- Directions for this task -
Switch each "queried" in the material below to "prompted" and write out all the lines again with nothing else changed. Leave the pictures out.

+ + +

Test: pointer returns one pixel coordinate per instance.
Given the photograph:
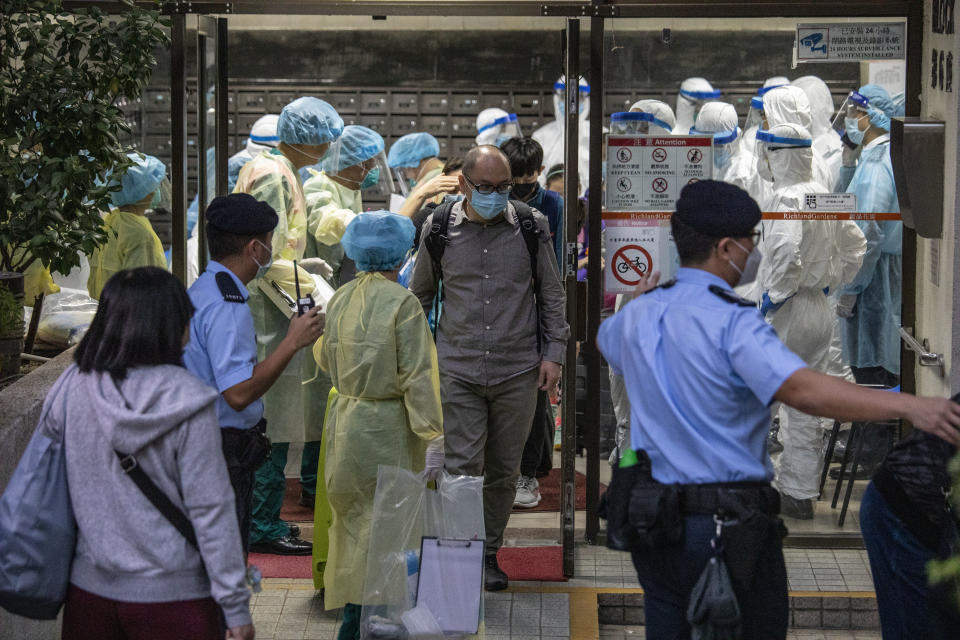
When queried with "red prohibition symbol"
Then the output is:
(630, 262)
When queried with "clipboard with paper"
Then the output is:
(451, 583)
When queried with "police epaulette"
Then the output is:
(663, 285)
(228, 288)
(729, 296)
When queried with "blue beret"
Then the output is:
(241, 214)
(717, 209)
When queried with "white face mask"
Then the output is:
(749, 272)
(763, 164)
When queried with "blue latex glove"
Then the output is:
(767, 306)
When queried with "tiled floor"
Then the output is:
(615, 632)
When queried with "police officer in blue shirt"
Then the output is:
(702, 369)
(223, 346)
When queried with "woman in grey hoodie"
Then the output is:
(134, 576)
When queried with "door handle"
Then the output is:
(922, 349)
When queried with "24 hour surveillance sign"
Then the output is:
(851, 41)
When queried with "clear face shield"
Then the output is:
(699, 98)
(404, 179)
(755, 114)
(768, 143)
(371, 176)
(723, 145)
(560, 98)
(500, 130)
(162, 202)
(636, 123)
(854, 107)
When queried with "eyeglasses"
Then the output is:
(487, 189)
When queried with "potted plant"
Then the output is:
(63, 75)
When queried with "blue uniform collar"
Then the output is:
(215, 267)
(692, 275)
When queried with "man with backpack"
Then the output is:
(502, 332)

+ + +

- Response for this exercise -
Test: pointer returns one pixel coordinate per instance.
Given the photograph:
When prompted with "red prohibition symbol"
Then the output is:
(630, 262)
When prompted with "clipboard with paper"
Then the output is:
(451, 583)
When prompted with "police epaulette"
Then the output is:
(663, 285)
(228, 288)
(729, 296)
When prompted with "blue beret"
Then the output is:
(241, 214)
(717, 209)
When prompted with "white face mask"
Then the output is:
(749, 272)
(763, 164)
When prompted with "blue latex glove"
Then the output is:
(767, 306)
When prompted with "tiled floor"
Then the output is:
(615, 632)
When prompted with "police officer in blue shirt"
Then the output is:
(702, 369)
(223, 346)
When prompted with "woman in grey hoodie"
Then the output is:
(134, 576)
When prompted with "door handle"
Then the output is:
(922, 349)
When prompted with "24 hour surveillance sign"
Then the output is:
(851, 41)
When prompted with "clear face shield"
Then the output is:
(699, 98)
(404, 179)
(755, 114)
(768, 143)
(371, 176)
(723, 145)
(560, 98)
(500, 130)
(162, 202)
(636, 123)
(854, 107)
When prompted with "eyeglasses"
Then the output is:
(487, 189)
When prompted with "potted plant"
Then the output is:
(63, 75)
When prompted with "blue uniform collar"
Then the output is:
(215, 267)
(692, 275)
When prompted with "man with backpack"
Then the output is:
(502, 332)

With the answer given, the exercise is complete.